→ ИЗУЧИТЕ МАТЕРИАЛ:
• a. Перепишите из отрывка о живописи Венецианова фрагмент, который начинается словами «Около 1823 года» и заканчивается словами «какой-то необыкновенный покой.».
• b. Кратко изложите отрывок о живописи Венецианова в двух предложениях.
• c. Ответьте на вопросы по отрывку о живописи Венецианова:
(i) В каком году создана «Девушка с теленком»?
(ii) Какую картину отрывок приводит как пример превращения в кич?
(iii) С чьим миром сопоставляется мир Венецианова после 1823 года?

Около 1823 года появляются новые усадебные — уже не природные, а скорее социальные — идиллии: например, знаменитое «Утро помещицы» («Помещица, занятая хозяйством», 1823, ГРМ). Хозяйка, раздающая бабам лен, воплощает счастливую гармонию существования крепостных крестьян и их владельцев — через какой-то дух умиротворения и утренней тишины, в том числе и с помощью чудесно переданного освещения, контражура, сильных рефлексов (эффектов люминизма, тоже отчасти заимствованных у Гране), придающих всей сцене какой-то необыкновенный покой.

Поздний (после 1823 года) натурализм бидермайера в венециановском варианте — это одновременно продолжение и завершение сентиментализма. Наиболее интересны здесь национальные (подчеркнуто «русские» по типу лиц, а не просто по костюму, как до этого) деревенские типы Венецианова, дополняющие национальную природу. Вещи, замечательные по выразительности, появляются у Венецианова как бы по нарастающей — «Девушка с бураком» (1824, ГРМ), «Захарка» (1825, ГТГ), чуть позже «Девушка с теленком» (1829, ГТГ); потом это становится стандартом и превращается в кич («Жнецы», ГРМ). Этот уже жанровый, а не пейзажный натурализм рожден, вероятно, как национальной идеологией в духе Свиньина, так и влиянием новой натуралистической педагогики Венецианова — проповедуемой им абсолютной точностью (здесь приобретающей черты этнографической характерности [296] ). Таким образом, в рамках общего сентиментального проекта венециановский ампир в изображении фигур постепенно вытесняется новым венециановским натурализмом. Здесь ощущается и некая специфическая социальная мифология (отсутствующая в «Утре помещицы») — своеобразное плантационное славянофильство. Национальные русские черты — широкие лица, низкие лбы, курносые носы, толстые губы — олицетворяют, разумеется, не прямо, а метафорически (через скрытые сравнения, через какое-то данное намеком сходство с домашними животными, даже через какое-то «теплое дыхание») простодушие, покорность, безответность [297] . Мир Венецианова после 1823 года близок к миру Тропинина не только тишиной и покоем; он близок точностью национальных типов — русских физиономий.

→ ИЗВЛЕЧЁННЫЙ МАТЕРИАЛ:

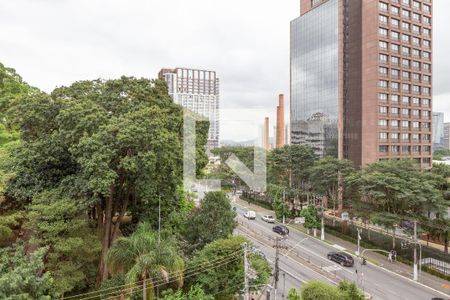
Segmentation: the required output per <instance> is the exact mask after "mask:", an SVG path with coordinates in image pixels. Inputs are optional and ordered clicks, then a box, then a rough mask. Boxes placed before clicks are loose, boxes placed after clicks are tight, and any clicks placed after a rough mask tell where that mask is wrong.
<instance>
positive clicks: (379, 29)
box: [378, 27, 431, 49]
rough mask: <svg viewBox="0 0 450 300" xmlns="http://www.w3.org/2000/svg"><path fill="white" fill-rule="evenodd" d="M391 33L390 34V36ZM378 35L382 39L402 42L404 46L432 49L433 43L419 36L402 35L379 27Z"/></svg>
mask: <svg viewBox="0 0 450 300" xmlns="http://www.w3.org/2000/svg"><path fill="white" fill-rule="evenodd" d="M389 31H390V34H389ZM378 33H379V35H380V37H382V38H386V39H387V38H389V37H390V38H391V39H392V40H396V41H400V40H401V41H402V42H403V43H404V44H412V45H416V46H422V47H424V48H428V49H430V48H431V41H430V40H427V39H421V38H419V37H417V36H414V35H411V34H406V33H401V32H399V31H395V30H389V29H387V28H383V27H379V29H378Z"/></svg>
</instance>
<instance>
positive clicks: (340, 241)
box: [233, 197, 450, 295]
mask: <svg viewBox="0 0 450 300" xmlns="http://www.w3.org/2000/svg"><path fill="white" fill-rule="evenodd" d="M233 201H234V202H235V203H236V204H238V205H239V206H243V207H246V208H248V209H251V210H254V211H256V212H257V213H259V214H267V215H269V214H271V215H274V212H273V211H272V210H268V209H265V208H263V207H260V206H257V205H255V204H253V203H250V204H249V203H248V202H247V201H245V200H241V199H239V198H237V197H236V200H233ZM289 226H290V227H293V228H295V229H297V230H299V231H301V232H303V233H305V234H306V231H305V229H304V228H303V226H301V225H289ZM319 235H320V233H319ZM325 239H326V242H327V243H329V244H332V245H333V244H337V245H339V246H342V247H343V248H345V249H346V251H348V252H350V253H351V254H353V255H355V252H356V250H357V245H355V244H353V243H351V242H348V241H345V240H343V239H340V238H338V237H335V236H333V235H331V234H329V233H326V234H325ZM362 250H364V248H362V247H361V251H362ZM365 257H367V259H368V261H369V262H371V263H373V264H374V265H377V266H379V267H382V268H384V269H386V270H388V271H390V272H393V273H396V274H398V275H401V276H404V277H406V278H408V279H410V280H412V278H413V267H412V266H409V265H406V264H403V263H400V262H395V263H390V262H388V260H387V257H386V256H384V255H381V254H378V253H374V252H368V253H367V254H365ZM419 282H420V283H421V284H424V285H426V286H429V287H431V288H433V289H435V290H438V291H441V292H443V293H445V294H448V295H450V289H449V287H450V283H449V282H448V281H446V280H444V279H441V278H439V277H436V276H433V275H431V274H428V273H426V272H424V271H422V274H421V275H419Z"/></svg>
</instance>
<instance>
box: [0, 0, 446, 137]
mask: <svg viewBox="0 0 450 300" xmlns="http://www.w3.org/2000/svg"><path fill="white" fill-rule="evenodd" d="M433 2H434V7H435V11H434V12H435V18H434V21H435V22H434V42H435V43H434V50H435V55H434V65H435V68H434V83H435V88H434V92H435V95H440V94H445V93H450V84H448V79H447V78H448V76H447V74H448V72H449V71H450V57H449V56H448V53H450V36H449V35H448V33H447V32H446V31H447V28H448V16H447V14H448V13H447V12H448V11H450V2H449V1H448V0H435V1H433ZM299 10H300V9H299V1H298V0H288V1H279V0H227V1H218V0H189V1H186V0H164V1H156V0H133V1H127V0H108V1H107V0H14V1H1V2H0V28H1V31H0V61H1V62H2V63H4V64H6V65H8V66H11V67H14V68H16V69H17V71H18V72H19V73H20V74H21V75H22V76H23V77H24V79H25V80H27V81H28V82H29V83H30V84H32V85H34V86H37V87H39V88H42V89H44V90H46V91H51V90H52V89H53V88H54V87H56V86H60V85H68V84H70V83H72V82H74V81H76V80H80V79H94V78H99V77H101V78H115V77H119V76H121V75H123V74H124V75H134V76H138V77H141V76H142V77H150V78H152V77H156V74H157V72H158V71H159V69H160V68H162V67H193V68H202V69H211V70H215V71H217V73H218V76H219V77H220V79H221V107H222V108H224V109H243V108H245V109H255V110H256V111H258V112H259V113H257V114H252V117H253V118H254V122H256V123H257V122H259V123H262V122H263V119H264V116H265V115H269V114H272V115H274V113H275V110H276V105H277V100H278V99H277V95H278V94H279V93H284V94H286V99H289V95H288V94H289V22H290V21H291V20H292V19H294V18H296V17H297V16H298V15H299ZM438 99H439V100H436V101H435V107H440V106H439V105H440V103H439V102H440V101H444V100H440V99H441V98H438ZM287 107H288V105H287ZM442 107H445V105H442ZM446 109H447V110H446V112H450V110H449V109H448V108H446ZM286 120H288V118H286ZM236 124H237V123H236ZM236 124H234V125H233V127H236V129H235V130H229V129H230V128H225V126H226V124H224V123H222V127H223V128H224V130H223V135H222V138H224V139H237V140H242V139H246V138H247V137H248V136H249V135H251V132H250V131H246V126H245V124H244V123H242V124H241V125H236Z"/></svg>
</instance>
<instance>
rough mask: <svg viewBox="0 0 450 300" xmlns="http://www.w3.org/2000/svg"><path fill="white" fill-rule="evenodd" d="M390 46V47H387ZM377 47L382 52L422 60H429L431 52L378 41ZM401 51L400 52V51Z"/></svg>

→ РЕШЕНИЯ ЗАДАНИЙ:
• a.
Около 1823 года появляются новые усадебные — уже не природные, а скорее социальные — идиллии: например, знаменитое «Утро помещицы» («Помещица, занятая хозяйством», 1823, ГРМ). Хозяйка, раздающая бабам лен, воплощает счастливую гармонию существования крепостных крестьян и их владельцев — через какой-то дух умиротворения и утренней тишины, в том числе и с помощью чудесно переданного освещения, контражура, сильных рефлексов (эффектов люминизма, тоже отчасти заимствованных у Гране), придающих всей сцене какой-то необыкновенный покой.

• b. Около 1823 года появляются социальные усадебные идиллии вроде «Утра помещицы», где освещение и утренняя тишина передают гармонию жизни крепостных крестьян и их владельцев. Поздний натурализм Венецианова, одновременно продолжающий и завершающий сентиментализм, обращается к национальным деревенским типам, чьи русские черты метафорически олицетворяют простодушие и покорность, и этим его мир близок миру Тропинина.

• c.
(i) В 1829 году.
(ii) «Жнецы».
(iii) С миром Тропинина.